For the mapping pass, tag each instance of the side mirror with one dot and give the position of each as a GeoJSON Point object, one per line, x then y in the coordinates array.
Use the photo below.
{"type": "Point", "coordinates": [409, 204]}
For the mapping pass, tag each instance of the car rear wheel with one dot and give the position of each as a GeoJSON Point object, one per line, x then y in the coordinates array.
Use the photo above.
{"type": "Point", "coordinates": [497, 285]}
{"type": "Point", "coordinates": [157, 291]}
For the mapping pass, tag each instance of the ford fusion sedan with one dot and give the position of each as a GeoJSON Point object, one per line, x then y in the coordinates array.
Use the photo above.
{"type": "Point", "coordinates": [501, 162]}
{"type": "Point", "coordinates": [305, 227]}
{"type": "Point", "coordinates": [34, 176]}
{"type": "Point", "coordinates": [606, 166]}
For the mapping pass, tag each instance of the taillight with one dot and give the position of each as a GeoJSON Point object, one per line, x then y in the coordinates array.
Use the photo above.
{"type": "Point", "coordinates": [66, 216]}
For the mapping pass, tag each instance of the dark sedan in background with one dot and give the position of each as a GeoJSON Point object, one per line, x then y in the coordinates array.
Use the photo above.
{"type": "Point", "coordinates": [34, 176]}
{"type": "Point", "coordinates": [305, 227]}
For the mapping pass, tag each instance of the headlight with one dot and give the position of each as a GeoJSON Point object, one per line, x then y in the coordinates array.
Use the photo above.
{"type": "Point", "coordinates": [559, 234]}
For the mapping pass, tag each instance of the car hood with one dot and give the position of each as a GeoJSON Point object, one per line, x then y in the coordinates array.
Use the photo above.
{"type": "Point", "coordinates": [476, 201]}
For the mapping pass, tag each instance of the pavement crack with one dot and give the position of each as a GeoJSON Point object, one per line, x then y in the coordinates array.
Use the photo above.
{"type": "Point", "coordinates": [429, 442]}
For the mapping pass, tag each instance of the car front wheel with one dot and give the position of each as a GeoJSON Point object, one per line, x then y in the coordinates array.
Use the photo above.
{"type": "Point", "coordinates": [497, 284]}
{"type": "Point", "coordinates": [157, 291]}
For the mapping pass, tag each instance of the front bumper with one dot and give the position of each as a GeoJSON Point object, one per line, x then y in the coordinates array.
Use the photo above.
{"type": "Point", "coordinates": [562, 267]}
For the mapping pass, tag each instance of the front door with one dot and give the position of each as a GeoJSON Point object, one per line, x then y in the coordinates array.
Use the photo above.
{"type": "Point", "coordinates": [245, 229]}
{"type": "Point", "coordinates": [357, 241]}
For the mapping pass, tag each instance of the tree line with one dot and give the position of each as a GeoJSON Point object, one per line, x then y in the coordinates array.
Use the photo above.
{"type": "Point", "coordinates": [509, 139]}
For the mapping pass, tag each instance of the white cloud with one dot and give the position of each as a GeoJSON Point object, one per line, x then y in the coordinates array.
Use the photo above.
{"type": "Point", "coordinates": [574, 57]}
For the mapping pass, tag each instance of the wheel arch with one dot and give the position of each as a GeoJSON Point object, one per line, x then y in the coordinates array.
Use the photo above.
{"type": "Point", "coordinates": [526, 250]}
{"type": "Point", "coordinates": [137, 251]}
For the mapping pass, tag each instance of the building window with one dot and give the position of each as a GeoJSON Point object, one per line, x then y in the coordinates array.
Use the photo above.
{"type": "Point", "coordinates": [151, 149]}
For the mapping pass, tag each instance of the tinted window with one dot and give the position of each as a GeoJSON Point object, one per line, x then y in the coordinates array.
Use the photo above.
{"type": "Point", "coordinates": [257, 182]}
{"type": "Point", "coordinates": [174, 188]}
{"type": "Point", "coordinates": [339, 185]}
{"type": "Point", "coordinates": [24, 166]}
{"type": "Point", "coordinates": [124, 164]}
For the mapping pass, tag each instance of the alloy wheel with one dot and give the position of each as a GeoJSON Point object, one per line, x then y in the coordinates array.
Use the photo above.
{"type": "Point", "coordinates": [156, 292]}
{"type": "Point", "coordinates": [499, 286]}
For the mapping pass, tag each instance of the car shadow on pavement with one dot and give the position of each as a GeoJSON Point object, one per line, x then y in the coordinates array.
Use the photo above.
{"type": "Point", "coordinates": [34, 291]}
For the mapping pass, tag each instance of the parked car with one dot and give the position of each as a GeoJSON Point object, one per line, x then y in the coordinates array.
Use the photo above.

--

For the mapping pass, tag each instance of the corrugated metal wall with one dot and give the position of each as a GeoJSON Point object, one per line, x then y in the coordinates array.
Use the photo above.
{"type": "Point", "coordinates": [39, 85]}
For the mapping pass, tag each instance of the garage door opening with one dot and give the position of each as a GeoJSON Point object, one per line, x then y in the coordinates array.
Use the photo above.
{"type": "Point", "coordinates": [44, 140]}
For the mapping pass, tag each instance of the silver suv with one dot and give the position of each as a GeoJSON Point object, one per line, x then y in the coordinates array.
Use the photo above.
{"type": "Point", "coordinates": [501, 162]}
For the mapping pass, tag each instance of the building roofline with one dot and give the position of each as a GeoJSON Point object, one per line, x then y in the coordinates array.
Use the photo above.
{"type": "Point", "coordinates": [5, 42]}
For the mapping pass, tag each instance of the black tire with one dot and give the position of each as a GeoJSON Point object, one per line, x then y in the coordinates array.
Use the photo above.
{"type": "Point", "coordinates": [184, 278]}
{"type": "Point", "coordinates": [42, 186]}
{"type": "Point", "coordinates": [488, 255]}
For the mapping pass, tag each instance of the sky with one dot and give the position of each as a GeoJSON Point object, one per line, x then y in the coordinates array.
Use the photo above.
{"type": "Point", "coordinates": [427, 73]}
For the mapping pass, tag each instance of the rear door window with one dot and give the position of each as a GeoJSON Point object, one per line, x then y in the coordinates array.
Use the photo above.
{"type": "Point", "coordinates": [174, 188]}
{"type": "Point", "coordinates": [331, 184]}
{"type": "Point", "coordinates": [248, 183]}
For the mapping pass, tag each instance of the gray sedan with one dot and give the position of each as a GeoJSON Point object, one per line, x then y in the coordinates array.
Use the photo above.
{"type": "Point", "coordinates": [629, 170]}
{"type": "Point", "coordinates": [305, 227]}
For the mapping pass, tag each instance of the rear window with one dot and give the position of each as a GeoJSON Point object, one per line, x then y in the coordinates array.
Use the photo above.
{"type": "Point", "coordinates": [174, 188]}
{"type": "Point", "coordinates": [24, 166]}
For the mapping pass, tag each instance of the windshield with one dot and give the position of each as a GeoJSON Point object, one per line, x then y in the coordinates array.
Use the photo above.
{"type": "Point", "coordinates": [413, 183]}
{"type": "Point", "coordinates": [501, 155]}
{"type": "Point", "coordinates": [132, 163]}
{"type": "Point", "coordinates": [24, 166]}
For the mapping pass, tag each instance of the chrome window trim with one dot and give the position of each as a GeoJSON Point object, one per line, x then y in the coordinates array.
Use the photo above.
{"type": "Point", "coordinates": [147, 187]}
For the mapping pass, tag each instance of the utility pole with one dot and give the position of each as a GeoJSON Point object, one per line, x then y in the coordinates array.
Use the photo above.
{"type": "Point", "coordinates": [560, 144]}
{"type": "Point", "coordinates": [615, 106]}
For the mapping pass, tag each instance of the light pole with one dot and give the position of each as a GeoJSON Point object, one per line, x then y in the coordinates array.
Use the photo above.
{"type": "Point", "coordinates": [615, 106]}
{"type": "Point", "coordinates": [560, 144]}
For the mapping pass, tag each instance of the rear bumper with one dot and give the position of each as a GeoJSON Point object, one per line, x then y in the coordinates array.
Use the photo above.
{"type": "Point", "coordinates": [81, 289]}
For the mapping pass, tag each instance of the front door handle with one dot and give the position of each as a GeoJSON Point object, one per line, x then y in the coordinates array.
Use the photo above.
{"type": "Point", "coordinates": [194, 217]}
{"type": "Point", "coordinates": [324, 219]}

--

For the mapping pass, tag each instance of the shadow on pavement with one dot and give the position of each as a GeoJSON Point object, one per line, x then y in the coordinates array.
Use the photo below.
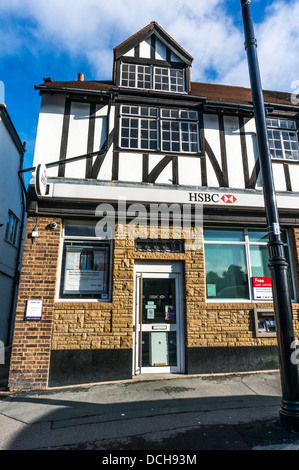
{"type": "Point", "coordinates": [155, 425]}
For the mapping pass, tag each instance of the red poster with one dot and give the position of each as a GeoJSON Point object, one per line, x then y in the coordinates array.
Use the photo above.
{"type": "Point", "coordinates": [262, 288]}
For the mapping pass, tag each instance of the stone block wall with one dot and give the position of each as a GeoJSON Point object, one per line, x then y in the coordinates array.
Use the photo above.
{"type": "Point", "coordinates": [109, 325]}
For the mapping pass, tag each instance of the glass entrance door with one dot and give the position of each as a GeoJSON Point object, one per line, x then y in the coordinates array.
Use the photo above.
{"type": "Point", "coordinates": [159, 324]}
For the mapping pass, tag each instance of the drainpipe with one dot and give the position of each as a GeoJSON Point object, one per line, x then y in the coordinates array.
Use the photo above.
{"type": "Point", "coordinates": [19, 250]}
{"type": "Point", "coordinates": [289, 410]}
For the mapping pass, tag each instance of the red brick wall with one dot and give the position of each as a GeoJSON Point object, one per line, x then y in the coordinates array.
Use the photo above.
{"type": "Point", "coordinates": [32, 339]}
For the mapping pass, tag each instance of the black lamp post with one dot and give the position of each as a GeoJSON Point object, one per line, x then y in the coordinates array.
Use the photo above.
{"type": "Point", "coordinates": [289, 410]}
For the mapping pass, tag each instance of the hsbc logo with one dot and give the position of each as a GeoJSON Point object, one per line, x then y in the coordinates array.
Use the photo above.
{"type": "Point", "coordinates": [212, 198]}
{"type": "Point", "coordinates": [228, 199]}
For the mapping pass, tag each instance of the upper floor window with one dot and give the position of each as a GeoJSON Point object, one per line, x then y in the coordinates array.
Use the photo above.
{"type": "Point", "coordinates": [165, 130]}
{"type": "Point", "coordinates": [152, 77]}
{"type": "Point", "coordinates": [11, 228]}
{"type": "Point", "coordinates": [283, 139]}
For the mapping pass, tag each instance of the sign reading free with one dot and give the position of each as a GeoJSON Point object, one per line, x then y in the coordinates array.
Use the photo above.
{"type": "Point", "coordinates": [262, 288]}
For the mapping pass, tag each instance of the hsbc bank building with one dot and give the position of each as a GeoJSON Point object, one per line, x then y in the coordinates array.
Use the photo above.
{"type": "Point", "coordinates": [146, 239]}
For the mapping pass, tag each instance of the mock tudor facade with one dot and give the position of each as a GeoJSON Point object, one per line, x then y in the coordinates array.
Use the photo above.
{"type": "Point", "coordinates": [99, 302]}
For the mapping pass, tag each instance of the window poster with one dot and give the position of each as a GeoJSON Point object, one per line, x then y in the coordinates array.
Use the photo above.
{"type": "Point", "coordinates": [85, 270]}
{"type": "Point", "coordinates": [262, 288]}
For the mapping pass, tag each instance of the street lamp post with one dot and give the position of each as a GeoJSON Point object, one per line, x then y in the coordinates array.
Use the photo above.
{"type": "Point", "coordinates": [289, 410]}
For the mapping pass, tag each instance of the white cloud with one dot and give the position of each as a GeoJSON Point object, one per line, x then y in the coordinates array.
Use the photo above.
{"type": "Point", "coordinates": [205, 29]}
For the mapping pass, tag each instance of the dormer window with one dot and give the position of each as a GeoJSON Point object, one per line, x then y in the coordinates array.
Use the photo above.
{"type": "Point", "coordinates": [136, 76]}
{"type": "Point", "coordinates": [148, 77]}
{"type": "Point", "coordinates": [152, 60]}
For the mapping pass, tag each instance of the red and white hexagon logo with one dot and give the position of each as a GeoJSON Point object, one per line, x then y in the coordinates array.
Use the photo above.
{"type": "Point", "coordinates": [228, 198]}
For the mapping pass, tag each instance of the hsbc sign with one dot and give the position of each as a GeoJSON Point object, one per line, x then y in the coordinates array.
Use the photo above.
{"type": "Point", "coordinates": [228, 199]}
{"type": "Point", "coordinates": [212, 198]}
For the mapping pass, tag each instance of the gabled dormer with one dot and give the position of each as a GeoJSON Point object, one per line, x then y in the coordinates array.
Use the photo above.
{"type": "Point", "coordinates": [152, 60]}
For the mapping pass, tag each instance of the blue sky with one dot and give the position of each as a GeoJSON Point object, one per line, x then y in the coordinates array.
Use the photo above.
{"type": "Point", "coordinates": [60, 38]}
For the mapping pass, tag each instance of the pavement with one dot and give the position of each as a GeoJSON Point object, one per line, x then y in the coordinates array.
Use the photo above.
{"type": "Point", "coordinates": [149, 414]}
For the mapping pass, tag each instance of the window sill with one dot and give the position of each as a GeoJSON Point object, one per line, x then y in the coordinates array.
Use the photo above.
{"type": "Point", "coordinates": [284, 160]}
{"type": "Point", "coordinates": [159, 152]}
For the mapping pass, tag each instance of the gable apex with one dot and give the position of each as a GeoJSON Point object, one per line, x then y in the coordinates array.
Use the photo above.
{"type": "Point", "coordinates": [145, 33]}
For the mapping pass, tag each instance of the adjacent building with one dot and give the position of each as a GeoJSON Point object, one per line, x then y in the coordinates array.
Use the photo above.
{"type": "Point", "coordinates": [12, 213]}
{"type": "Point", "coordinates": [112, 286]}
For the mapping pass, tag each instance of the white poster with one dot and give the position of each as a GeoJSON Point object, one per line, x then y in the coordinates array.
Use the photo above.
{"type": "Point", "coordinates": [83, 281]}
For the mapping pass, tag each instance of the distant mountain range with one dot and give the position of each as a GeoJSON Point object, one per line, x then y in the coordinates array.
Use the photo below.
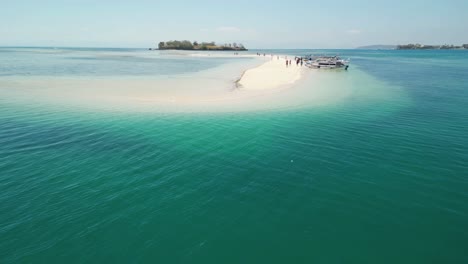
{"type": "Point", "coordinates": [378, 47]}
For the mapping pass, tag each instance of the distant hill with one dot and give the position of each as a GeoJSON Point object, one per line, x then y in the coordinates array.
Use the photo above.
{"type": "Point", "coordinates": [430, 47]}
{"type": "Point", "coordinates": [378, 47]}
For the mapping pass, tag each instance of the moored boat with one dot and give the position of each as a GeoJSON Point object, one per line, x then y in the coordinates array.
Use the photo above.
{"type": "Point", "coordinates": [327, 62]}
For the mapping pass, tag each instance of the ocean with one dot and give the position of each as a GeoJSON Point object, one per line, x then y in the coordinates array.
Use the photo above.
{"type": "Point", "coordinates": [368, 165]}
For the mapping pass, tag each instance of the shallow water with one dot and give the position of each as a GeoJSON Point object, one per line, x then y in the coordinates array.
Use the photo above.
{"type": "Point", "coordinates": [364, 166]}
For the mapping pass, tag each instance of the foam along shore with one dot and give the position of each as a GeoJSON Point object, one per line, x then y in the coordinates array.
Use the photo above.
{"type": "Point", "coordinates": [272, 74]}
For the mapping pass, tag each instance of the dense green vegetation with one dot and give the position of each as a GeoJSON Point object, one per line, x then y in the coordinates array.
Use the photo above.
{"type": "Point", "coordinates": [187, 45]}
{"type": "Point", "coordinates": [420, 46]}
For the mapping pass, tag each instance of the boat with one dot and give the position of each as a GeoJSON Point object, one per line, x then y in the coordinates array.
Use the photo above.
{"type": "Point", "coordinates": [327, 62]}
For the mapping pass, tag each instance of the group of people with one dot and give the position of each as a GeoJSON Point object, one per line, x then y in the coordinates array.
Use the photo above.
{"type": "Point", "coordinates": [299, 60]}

What to produce: Report how many lines of the listing above contain the word "distant", with case counting. Give only the number.

The solution: 2